State officials are seeking comment on public access areas, including two on Auxvasse Creek in Callaway County.
The Missouri Department of Conservation officials are in a multi-year process of updating a 15-year Conservation Area Management Plan for the Loutre District. This plan would go through 2032.
The draft management plan for Loutre District accesses includes the Hams Prairie Access (28 acres) and the Moores Mill Access (101 acres) in Callaway County, and Loutre Lick Access (163 acres) in Montgomery County. MDC manages these areas to provide public fishing access to Auxvasse Creek and the Loutre River for small boats, plus wade- and bank-angling, while protecting stream banks from excessive erosion and maintaining healthy riparian corridors.
The plan lists parking areas at all three sites, but no concrete ramps. No boat slides are available at either Callaway County site, but there is a campsite area at Moores Mill access.
According to the plan, the Hams Prairie access includes 28 acres purchased in 1989 from a Donald DeMeyer to be used as a public fishing access. This parcel had a quarter-mile of stream frontage and is located about five miles upstream from the Missouri River. A parking lot was constructed in 1992 off County Road 428 and was upgraded in 2002.

*Your task:*
Answer these questions from the article on the Loutre District accesses, one line each:
(a) How many acres does Loutre Lick Access cover, and in which county is it?
(b) Which access has a campsite area?
(c) In what year was the parking lot at Hams Prairie access constructed?
None of the rows after this article are needed for the work here.

*Given entries:*
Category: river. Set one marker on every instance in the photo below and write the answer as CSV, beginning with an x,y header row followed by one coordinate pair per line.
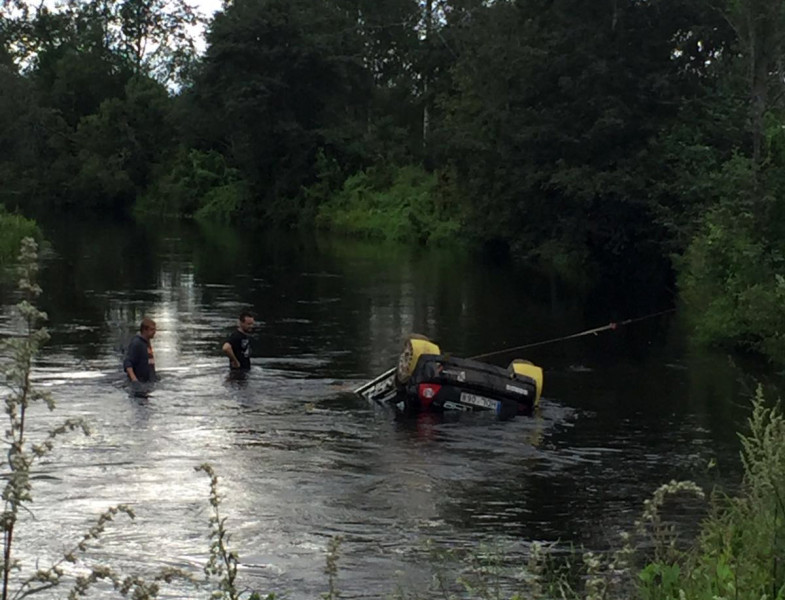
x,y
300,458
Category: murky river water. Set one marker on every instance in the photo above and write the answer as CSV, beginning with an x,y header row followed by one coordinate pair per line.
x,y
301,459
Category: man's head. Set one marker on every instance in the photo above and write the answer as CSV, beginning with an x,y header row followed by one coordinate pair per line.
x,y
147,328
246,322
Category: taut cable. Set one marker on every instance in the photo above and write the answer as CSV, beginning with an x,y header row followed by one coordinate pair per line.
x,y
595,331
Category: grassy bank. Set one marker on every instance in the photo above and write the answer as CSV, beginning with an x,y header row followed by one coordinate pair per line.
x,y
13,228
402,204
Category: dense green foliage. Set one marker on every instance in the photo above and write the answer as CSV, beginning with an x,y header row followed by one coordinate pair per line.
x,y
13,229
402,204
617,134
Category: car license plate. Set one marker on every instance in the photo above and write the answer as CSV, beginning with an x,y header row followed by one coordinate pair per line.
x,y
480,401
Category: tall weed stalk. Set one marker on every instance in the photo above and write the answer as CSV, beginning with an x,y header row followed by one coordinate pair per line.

*Reply to the exercise:*
(a) 163 acres, in Montgomery County
(b) Moores Mill Access
(c) 1992